> **WHAT YOU HAVE TO DO**
Please copy the lines below word for word, starting at the first line and ending at the line that contains "[[116, 147]]", with both of those lines included.

[Rows from a pointing dataset]
----
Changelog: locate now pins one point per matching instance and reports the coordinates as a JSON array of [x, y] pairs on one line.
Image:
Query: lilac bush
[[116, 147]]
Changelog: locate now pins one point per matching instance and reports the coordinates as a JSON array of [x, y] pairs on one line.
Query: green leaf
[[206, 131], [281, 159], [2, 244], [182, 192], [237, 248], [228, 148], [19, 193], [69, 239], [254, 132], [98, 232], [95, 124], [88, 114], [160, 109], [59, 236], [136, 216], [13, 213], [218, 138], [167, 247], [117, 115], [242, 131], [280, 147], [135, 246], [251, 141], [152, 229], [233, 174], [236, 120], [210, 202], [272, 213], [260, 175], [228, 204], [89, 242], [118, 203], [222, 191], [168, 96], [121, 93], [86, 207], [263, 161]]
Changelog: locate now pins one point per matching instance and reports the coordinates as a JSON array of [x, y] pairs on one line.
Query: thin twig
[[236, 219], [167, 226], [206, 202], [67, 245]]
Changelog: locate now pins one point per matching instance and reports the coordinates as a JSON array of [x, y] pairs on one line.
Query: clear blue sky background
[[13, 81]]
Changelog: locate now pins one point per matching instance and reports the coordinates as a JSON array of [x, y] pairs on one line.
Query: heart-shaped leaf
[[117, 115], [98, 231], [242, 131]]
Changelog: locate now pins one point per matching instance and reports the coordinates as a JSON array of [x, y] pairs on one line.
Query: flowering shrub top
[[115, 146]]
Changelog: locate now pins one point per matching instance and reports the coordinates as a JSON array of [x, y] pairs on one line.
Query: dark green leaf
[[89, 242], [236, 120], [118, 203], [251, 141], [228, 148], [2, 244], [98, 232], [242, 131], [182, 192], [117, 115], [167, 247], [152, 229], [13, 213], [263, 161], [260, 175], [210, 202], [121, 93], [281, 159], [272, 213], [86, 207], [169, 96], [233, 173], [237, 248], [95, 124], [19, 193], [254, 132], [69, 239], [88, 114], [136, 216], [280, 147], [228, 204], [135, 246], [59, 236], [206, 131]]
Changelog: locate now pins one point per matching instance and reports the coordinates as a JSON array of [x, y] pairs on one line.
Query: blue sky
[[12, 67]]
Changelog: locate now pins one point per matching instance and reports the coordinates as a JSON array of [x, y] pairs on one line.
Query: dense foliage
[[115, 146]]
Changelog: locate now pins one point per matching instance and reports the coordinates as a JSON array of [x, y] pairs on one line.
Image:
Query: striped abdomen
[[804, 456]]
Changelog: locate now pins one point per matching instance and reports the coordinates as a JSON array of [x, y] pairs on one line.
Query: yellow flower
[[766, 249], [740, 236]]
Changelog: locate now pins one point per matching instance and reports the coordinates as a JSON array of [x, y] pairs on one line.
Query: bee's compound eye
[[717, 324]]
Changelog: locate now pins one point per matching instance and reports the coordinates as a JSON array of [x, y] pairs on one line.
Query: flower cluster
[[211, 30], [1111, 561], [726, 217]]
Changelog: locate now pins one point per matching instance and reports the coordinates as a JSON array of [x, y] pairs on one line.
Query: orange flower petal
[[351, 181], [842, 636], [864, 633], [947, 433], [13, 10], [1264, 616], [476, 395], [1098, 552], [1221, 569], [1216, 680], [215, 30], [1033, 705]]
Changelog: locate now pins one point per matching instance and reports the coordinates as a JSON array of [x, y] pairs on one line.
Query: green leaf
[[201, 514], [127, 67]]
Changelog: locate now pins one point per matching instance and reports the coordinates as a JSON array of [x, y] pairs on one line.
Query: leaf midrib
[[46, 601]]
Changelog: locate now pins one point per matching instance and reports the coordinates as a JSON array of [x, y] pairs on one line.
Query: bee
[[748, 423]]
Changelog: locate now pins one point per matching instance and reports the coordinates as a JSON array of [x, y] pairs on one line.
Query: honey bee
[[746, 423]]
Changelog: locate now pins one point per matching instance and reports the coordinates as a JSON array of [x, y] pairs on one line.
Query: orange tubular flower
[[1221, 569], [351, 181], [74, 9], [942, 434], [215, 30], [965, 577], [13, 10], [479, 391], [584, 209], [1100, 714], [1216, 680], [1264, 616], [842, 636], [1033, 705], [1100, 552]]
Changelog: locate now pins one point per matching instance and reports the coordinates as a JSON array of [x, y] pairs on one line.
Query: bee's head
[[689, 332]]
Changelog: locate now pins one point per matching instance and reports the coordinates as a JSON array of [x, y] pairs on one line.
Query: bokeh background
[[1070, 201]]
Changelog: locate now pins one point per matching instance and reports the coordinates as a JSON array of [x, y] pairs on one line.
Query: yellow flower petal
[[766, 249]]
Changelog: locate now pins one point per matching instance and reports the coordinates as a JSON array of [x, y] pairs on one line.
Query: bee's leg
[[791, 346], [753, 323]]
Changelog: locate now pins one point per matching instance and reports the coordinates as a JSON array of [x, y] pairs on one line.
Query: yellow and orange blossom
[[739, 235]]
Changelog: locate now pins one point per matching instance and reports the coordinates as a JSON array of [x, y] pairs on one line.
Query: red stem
----
> **PROBLEM SOLUTION**
Changelog: locate now pins one point per matching instance and reports the coordinates as a JSON array of [x, y] pairs on one line.
Image:
Query: lilac bush
[[116, 147]]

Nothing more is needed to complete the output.